→ **SET TASK**
Rewrite the lines below, swapping each "innermost point" for "center point" and leaving everything else unchanged.

→ **DATA FOR THE TASK**
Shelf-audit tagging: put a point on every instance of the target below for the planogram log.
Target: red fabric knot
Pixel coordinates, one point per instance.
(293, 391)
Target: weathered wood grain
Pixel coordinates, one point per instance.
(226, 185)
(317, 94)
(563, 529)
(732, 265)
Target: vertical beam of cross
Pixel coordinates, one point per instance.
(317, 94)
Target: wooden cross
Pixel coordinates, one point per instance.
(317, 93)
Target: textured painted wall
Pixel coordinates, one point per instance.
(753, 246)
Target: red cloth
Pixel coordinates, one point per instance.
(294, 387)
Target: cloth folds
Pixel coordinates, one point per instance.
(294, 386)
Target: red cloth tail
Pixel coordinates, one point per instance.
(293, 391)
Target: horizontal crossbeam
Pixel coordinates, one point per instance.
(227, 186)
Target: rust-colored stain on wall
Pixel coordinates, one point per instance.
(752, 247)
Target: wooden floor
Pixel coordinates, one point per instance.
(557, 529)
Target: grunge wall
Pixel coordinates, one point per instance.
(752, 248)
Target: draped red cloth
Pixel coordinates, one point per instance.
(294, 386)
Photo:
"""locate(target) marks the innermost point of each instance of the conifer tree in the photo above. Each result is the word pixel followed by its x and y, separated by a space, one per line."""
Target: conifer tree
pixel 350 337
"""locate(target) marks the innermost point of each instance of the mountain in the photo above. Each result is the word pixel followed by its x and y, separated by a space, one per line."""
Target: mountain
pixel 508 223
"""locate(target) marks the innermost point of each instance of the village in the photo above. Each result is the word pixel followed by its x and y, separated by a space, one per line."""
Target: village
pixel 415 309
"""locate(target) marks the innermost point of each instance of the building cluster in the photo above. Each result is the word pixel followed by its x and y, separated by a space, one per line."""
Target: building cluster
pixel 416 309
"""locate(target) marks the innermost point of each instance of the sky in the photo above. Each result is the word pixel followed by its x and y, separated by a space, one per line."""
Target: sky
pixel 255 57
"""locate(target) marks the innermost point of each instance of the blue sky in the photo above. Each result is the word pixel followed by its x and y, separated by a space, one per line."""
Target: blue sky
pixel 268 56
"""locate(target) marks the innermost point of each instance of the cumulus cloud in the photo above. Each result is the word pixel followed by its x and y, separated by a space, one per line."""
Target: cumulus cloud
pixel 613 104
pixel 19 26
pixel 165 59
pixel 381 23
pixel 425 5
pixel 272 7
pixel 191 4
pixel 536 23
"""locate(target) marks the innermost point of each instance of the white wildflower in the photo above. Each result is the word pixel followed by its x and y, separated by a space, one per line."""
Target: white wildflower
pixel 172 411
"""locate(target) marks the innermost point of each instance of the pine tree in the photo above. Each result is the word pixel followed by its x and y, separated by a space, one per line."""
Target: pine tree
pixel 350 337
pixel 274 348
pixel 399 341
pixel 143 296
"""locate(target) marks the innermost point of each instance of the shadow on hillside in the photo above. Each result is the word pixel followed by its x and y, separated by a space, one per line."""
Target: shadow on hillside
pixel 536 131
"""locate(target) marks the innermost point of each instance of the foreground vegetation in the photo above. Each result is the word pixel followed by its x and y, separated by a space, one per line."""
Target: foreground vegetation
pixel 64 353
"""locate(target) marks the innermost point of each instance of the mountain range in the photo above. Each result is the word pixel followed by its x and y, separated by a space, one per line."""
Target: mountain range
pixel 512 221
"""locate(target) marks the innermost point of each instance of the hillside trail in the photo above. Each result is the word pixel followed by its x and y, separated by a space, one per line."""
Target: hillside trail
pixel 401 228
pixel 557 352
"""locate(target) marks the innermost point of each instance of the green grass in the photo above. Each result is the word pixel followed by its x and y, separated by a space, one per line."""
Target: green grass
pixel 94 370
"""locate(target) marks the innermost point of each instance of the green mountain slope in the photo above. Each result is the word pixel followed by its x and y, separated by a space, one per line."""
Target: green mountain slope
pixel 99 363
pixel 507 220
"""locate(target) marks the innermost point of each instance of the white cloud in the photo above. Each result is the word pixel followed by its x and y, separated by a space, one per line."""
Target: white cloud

→ **FINISHED EXERCISE**
Shelf-audit tagging: put a point on every instance of the target below for the planogram log.
Target: red fabric knot
Pixel coordinates, one point per instance.
(293, 391)
Target: weathered wood grain
Pixel coordinates, one point per instance.
(226, 185)
(317, 94)
(563, 529)
(732, 265)
Target: vertical beam of cross
Pixel coordinates, one point per instance.
(317, 94)
Target: wooden cross
Pixel coordinates, one point per instance.
(317, 93)
Target: textured painted wall
Pixel coordinates, one point per instance.
(753, 246)
Target: red cloth
Pixel coordinates, one point per instance.
(294, 387)
Target: cloth folds
Pixel coordinates, one point per instance.
(294, 386)
Target: red cloth tail
Pixel coordinates, one point per instance.
(293, 391)
Target: horizontal crossbeam
Pixel coordinates, one point per instance.
(227, 186)
Target: rust-colored stain on wall
Pixel coordinates, one point per instance.
(752, 247)
Target: wooden floor
Pixel coordinates, one point per instance.
(557, 529)
Target: grunge wall
Pixel coordinates, one point per instance.
(752, 248)
Target: draped red cloth
Pixel coordinates, one point per instance.
(294, 386)
Photo:
"""locate(target) marks the center point of each instance of the conifer tree in the photo above. Each result is the word pixel followed by its x and y, separated by a space, one per line."""
Target: conifer tree
pixel 350 337
"""locate(target) marks the center point of each instance of the mountain in the photo above. Each result is the word pixel followed by its x and y, separated by a space, one per line."""
Target: mountain
pixel 508 223
"""locate(target) marks the center point of each instance of the village in the photo above. Each result is the word pixel followed by its x and y, separated by a space, one per line."""
Target: village
pixel 415 309
"""locate(target) marks the center point of each instance of the building cluster in the photo above. Each result is the word pixel followed by its x and y, separated by a space, one per line."""
Target: building cluster
pixel 416 309
"""locate(target) marks the center point of each instance of the sky in the photo above. Each result is the word pixel followed by its x and y, separated by a space, one per line."""
Target: sky
pixel 255 57
"""locate(target) marks the center point of each instance of the blue sky in the photo above. Each result is the word pixel followed by its x and y, separated by a space, one per line."""
Target: blue sky
pixel 268 56
"""locate(target) marks the center point of each instance of the cumulus cloud in the photo above. Each result is the word pixel followed by its x and y, separated by a space, one per line."""
Target: cumulus cloud
pixel 613 104
pixel 19 26
pixel 165 59
pixel 381 23
pixel 425 5
pixel 272 7
pixel 191 4
pixel 536 23
"""locate(target) marks the center point of each instance of the white wildflower in the photo above. Each result is the word pixel followed by its x and y, separated by a space, one per line."""
Target: white wildflower
pixel 172 411
"""locate(target) marks the center point of each instance of the pine tree in the photo above. Each result is the word pixel followed by its x and y, separated by a space, one per line."""
Target: pine tree
pixel 350 337
pixel 274 348
pixel 399 341
pixel 143 296
"""locate(target) marks the center point of each instance of the shadow on hillside in the photo above. Each result is the word pixel followed by its x and y, separated by a space, one per line."""
Target: shadow on hillside
pixel 536 131
"""locate(target) marks the center point of each instance of the foreground vegetation in the photo above. Each result is the word pixel followed by its x and y, separated by a space, one per line."""
Target: foreground vegetation
pixel 64 353
"""locate(target) marks the center point of each instance of the mountain range in the photo above. Each result is the word pixel followed by its x and y, separated by a space, one per line."""
Target: mountain range
pixel 512 221
"""locate(target) marks the center point of each instance of the hillside trail in the photo above. Each result is the word pixel followed by its x and y, separated by a space, one per line."""
Target: hillside trail
pixel 401 228
pixel 557 352
"""locate(target) marks the center point of each instance of the green grass in the photo above. Each result is the word pixel followed by its x and y, separated by a space, one per line."""
Target: green grass
pixel 94 370
"""locate(target) marks the center point of each instance of the green mountain slope in the photo above. Each result is the word pixel followed by its x and y, separated by a space, one per line."""
Target: green mountain slope
pixel 99 363
pixel 507 220
"""locate(target) marks the center point of each instance of the white cloud in the photo above. Each result is the word pixel followed by its x and y, separated by a space, one per line."""
Target: white cloud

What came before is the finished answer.